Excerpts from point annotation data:
--------
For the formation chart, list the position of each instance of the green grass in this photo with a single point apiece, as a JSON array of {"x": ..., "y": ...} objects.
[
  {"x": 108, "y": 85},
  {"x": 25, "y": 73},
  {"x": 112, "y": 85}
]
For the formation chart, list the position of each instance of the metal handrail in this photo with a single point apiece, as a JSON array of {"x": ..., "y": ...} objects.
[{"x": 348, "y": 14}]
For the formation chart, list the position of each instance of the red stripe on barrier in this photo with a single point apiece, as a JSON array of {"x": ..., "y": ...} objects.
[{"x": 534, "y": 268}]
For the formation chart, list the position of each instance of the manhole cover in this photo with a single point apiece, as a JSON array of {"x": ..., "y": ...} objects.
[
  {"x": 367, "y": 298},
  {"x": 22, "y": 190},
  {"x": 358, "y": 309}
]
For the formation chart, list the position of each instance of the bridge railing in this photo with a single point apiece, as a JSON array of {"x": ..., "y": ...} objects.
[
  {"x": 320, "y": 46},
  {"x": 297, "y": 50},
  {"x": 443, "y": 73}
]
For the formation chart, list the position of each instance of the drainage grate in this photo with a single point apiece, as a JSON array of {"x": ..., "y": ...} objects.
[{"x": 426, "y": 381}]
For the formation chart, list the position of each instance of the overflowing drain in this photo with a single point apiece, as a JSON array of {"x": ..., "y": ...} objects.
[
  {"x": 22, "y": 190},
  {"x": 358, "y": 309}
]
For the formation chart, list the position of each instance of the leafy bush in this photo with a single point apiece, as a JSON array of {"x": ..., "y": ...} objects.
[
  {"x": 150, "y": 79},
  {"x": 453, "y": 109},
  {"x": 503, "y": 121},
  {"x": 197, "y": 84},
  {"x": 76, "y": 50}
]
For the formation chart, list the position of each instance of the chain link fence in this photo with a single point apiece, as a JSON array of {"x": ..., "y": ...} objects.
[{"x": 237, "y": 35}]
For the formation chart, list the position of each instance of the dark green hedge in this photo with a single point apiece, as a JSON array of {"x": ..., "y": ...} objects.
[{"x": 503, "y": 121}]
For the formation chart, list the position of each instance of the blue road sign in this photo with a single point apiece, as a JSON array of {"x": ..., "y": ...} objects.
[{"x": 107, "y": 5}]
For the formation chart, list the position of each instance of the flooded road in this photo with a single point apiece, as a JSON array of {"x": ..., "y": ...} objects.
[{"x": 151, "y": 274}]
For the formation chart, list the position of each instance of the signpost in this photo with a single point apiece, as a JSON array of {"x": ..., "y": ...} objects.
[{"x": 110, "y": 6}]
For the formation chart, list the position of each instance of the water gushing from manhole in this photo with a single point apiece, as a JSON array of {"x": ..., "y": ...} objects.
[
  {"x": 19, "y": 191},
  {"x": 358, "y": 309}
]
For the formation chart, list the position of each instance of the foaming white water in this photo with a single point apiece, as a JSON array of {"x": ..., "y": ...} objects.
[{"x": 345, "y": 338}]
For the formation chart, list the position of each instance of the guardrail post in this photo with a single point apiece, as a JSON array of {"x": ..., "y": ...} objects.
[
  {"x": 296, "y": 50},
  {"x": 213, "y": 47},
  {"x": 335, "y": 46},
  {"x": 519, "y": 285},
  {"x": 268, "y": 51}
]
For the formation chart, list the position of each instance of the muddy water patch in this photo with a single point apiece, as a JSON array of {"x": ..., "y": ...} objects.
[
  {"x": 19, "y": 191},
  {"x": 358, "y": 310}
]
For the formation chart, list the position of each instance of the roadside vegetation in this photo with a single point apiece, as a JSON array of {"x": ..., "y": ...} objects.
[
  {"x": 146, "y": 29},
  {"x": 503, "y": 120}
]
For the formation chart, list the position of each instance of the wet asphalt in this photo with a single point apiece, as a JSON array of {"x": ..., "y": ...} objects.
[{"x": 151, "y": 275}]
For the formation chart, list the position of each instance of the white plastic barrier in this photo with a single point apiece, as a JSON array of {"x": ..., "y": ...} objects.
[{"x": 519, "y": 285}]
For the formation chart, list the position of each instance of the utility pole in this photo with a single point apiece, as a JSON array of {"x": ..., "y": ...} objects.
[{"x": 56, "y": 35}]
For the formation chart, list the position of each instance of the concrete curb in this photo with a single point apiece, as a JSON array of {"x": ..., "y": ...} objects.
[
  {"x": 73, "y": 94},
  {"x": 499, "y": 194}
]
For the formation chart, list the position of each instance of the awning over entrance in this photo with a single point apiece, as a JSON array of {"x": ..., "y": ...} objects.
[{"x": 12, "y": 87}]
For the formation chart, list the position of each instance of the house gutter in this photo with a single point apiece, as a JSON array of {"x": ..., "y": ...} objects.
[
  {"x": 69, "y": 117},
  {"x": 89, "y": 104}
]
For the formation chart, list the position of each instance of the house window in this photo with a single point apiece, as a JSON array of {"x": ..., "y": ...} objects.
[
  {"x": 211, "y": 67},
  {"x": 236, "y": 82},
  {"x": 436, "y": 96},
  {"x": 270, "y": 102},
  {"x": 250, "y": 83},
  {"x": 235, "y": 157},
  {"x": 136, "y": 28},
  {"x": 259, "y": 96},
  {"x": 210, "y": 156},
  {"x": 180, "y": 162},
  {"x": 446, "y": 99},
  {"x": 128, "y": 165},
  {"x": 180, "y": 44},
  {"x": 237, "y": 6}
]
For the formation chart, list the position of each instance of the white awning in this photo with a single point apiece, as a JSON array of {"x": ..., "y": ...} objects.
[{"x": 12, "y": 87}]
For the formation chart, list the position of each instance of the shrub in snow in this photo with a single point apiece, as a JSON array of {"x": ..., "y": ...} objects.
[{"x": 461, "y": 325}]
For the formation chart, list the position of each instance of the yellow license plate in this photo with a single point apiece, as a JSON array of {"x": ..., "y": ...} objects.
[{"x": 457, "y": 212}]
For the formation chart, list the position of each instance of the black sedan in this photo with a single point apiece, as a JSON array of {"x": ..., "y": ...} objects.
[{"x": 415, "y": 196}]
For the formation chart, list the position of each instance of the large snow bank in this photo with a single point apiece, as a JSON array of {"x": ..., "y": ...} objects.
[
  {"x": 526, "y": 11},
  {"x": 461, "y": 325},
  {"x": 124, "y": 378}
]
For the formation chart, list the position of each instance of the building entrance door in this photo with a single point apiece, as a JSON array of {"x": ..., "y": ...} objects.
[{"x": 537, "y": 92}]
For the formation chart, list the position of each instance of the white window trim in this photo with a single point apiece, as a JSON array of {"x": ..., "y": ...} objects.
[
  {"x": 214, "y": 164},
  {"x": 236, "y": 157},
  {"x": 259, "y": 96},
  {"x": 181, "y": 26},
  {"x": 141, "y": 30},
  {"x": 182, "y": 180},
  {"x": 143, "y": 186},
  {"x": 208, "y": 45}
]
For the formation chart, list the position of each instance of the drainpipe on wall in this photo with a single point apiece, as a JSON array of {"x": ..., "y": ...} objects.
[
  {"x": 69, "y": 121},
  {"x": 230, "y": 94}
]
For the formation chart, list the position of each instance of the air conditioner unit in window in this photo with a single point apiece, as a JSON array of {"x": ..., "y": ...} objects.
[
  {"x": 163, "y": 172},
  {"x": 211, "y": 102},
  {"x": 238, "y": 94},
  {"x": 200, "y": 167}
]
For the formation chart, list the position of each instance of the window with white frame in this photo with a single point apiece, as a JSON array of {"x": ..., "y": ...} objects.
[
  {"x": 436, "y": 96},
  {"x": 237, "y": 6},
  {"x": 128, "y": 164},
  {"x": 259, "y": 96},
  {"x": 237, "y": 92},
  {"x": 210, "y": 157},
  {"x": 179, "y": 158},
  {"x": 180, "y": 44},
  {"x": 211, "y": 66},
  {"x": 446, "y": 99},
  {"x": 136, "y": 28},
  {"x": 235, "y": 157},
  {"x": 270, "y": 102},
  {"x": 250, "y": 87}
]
--------
- **Work to be completed**:
Please set down all the data word for word.

- **Answer to this exercise**:
For the formation chart, list the position of each instance of the green grass in this photo with a single point apiece, as a JSON array of {"x": ..., "y": ...} objects.
[
  {"x": 108, "y": 85},
  {"x": 25, "y": 73},
  {"x": 112, "y": 85}
]
For the formation chart, list the position of each instance of the metal handrail in this photo with a single point apiece, as a JSON array of {"x": ..., "y": ...} objects.
[{"x": 348, "y": 14}]
For the formation chart, list the position of each instance of the red stripe on barrier in this photo with a single point apiece, as a JSON array of {"x": ..., "y": ...} objects.
[{"x": 534, "y": 268}]
For the formation chart, list the position of each instance of the manhole cover in this photo with a single point apiece, as a JSON array of {"x": ..., "y": ...} objects.
[
  {"x": 367, "y": 298},
  {"x": 22, "y": 190},
  {"x": 358, "y": 309}
]
For the formation chart, list the position of each instance of the bridge railing in this photo with a single point apiece, as a JSON array of {"x": ..., "y": ...} objects.
[
  {"x": 320, "y": 46},
  {"x": 297, "y": 50},
  {"x": 443, "y": 73}
]
For the formation chart, list the position of each instance of the drainage grate in this photo with a single point apiece, as a JSON array of {"x": ..., "y": ...} objects.
[{"x": 426, "y": 381}]
For the formation chart, list the position of each instance of the overflowing drain in this photo with a single point apiece, as a JSON array of {"x": ..., "y": ...} objects.
[
  {"x": 22, "y": 190},
  {"x": 358, "y": 309}
]
For the formation chart, list the position of each instance of the leafy bush in this photo with a single point apiece, as a JSON array of {"x": ..., "y": ...} objects.
[
  {"x": 150, "y": 79},
  {"x": 453, "y": 109},
  {"x": 503, "y": 121},
  {"x": 197, "y": 84},
  {"x": 76, "y": 50}
]
For the formation chart, list the position of each instance of the chain link fence in this photo with a single point apiece, as a JSON array of {"x": ..., "y": ...} objects.
[{"x": 237, "y": 35}]
For the formation chart, list the position of each instance of the dark green hedge in this photo with a single point apiece, as a JSON array of {"x": ..., "y": ...} objects.
[{"x": 503, "y": 121}]
For the formation chart, list the position of each instance of the blue road sign in this photo with a single point apiece, as a JSON array of {"x": ..., "y": ...} objects.
[{"x": 107, "y": 5}]
For the formation chart, list the position of each instance of the flooded road in this photo with a single point apiece, as a JSON array of {"x": ..., "y": ...} objects.
[{"x": 151, "y": 274}]
For the formation chart, list the position of each instance of the signpost in this photo with a single point apiece, as a JSON array of {"x": ..., "y": ...} objects.
[{"x": 110, "y": 6}]
For the formation chart, list the position of each instance of the water gushing from manhole in this photo with a single point apiece, as a JSON array of {"x": ..., "y": ...} objects.
[
  {"x": 19, "y": 191},
  {"x": 358, "y": 309}
]
For the formation chart, list the position of each instance of the foaming white water in this photo with a single point apiece, as a JSON array of {"x": ..., "y": ...} objects.
[{"x": 345, "y": 338}]
For the formation chart, list the position of each instance of the guardrail post in this photo with a single point apiece, as a JSON array of {"x": ..., "y": ...} objects.
[
  {"x": 296, "y": 50},
  {"x": 213, "y": 47},
  {"x": 335, "y": 46},
  {"x": 519, "y": 285},
  {"x": 268, "y": 51}
]
For the formation chart, list the position of each instance of the muddy water patch in this photo with a single point apiece, as a JSON array of {"x": ..., "y": ...} objects.
[
  {"x": 19, "y": 191},
  {"x": 358, "y": 310}
]
For the formation chart, list the position of each instance of the roadside vegetation in this photo with a single point apiece, as a JSON array of {"x": ..., "y": ...} objects.
[
  {"x": 146, "y": 29},
  {"x": 503, "y": 120}
]
For the formation chart, list the position of each instance of the wet asphalt in this photo with a single point apiece, as a JSON array of {"x": ..., "y": ...} objects.
[{"x": 151, "y": 275}]
For the formation chart, list the position of each instance of the white plastic barrier in this photo with a single point apiece, as a JSON array of {"x": ..., "y": ...} objects.
[{"x": 519, "y": 285}]
For the formation chart, list the position of each instance of the utility pole in this photo with a single point apiece, as a JSON array of {"x": ..., "y": ...} objects.
[{"x": 56, "y": 35}]
For the formation chart, list the position of each instance of the concrete curb in this photo with a single point apiece, as a JSON array of {"x": ..., "y": ...} objects.
[
  {"x": 73, "y": 94},
  {"x": 499, "y": 194}
]
For the formation chart, list the position of each instance of the awning over entrance in this photo with a single point apiece, as a JSON array of {"x": ..., "y": ...} objects.
[{"x": 12, "y": 87}]
For the formation chart, list the position of each instance of the house gutter in this photo with a single point apiece, as a JSON array of {"x": ..., "y": ...} objects.
[
  {"x": 69, "y": 117},
  {"x": 89, "y": 104}
]
For the formation chart, list the position of each instance of the house window in this photo with a single point apiece, as a JSON array of {"x": ..., "y": ...} objects.
[
  {"x": 211, "y": 67},
  {"x": 236, "y": 82},
  {"x": 436, "y": 96},
  {"x": 270, "y": 102},
  {"x": 250, "y": 83},
  {"x": 235, "y": 157},
  {"x": 136, "y": 28},
  {"x": 259, "y": 96},
  {"x": 210, "y": 156},
  {"x": 180, "y": 162},
  {"x": 446, "y": 99},
  {"x": 128, "y": 165},
  {"x": 180, "y": 44},
  {"x": 237, "y": 6}
]
For the formation chart, list the position of each instance of the white awning in this photo with a single point apiece, as a JSON array of {"x": ..., "y": ...} objects.
[{"x": 12, "y": 87}]
For the formation chart, list the position of each instance of the shrub in snow in this photo with a single point apiece, as a JSON array of {"x": ..., "y": ...} objects.
[{"x": 461, "y": 325}]
For the formation chart, list the position of each instance of the yellow license plate in this photo with a single point apiece, as a JSON array of {"x": ..., "y": ...} objects.
[{"x": 457, "y": 212}]
For the formation chart, list the position of each instance of the black sedan in this photo with a single point apiece, as a JSON array of {"x": ..., "y": ...} objects.
[{"x": 415, "y": 196}]
For the formation chart, list the position of each instance of the large snow bank in this photo with a single point apiece, as a JSON array of {"x": ..., "y": ...} objects.
[
  {"x": 526, "y": 11},
  {"x": 461, "y": 325},
  {"x": 124, "y": 378}
]
For the formation chart, list the position of each instance of the building entrance door in this photo with a single point apiece, as a JSON array of {"x": ..., "y": ...} objects.
[{"x": 537, "y": 92}]
For the formation chart, list the position of each instance of the white window trim in this photo with a single point apiece, as a JSON array of {"x": ..., "y": ...} objects.
[
  {"x": 214, "y": 164},
  {"x": 236, "y": 157},
  {"x": 259, "y": 96},
  {"x": 181, "y": 26},
  {"x": 141, "y": 30},
  {"x": 182, "y": 180},
  {"x": 143, "y": 186},
  {"x": 208, "y": 45}
]
For the formation chart, list the position of each instance of the drainpipe on wall in this photo with a single point apiece, as a JSON array of {"x": ..., "y": ...} objects.
[
  {"x": 69, "y": 121},
  {"x": 230, "y": 94}
]
For the formation chart, list the position of each instance of the air conditioner unit in window in this photo with a single point apiece, as a JSON array of {"x": ..., "y": ...} objects.
[
  {"x": 163, "y": 172},
  {"x": 211, "y": 102},
  {"x": 238, "y": 94},
  {"x": 200, "y": 167}
]
For the formation chart, list the position of each instance of the window with white frame in this photo with a single point apiece, as a JSON array of {"x": ..., "y": ...} objects.
[
  {"x": 436, "y": 96},
  {"x": 237, "y": 6},
  {"x": 128, "y": 164},
  {"x": 259, "y": 96},
  {"x": 237, "y": 92},
  {"x": 210, "y": 157},
  {"x": 179, "y": 158},
  {"x": 180, "y": 44},
  {"x": 211, "y": 66},
  {"x": 446, "y": 99},
  {"x": 136, "y": 28},
  {"x": 235, "y": 157},
  {"x": 270, "y": 102},
  {"x": 250, "y": 87}
]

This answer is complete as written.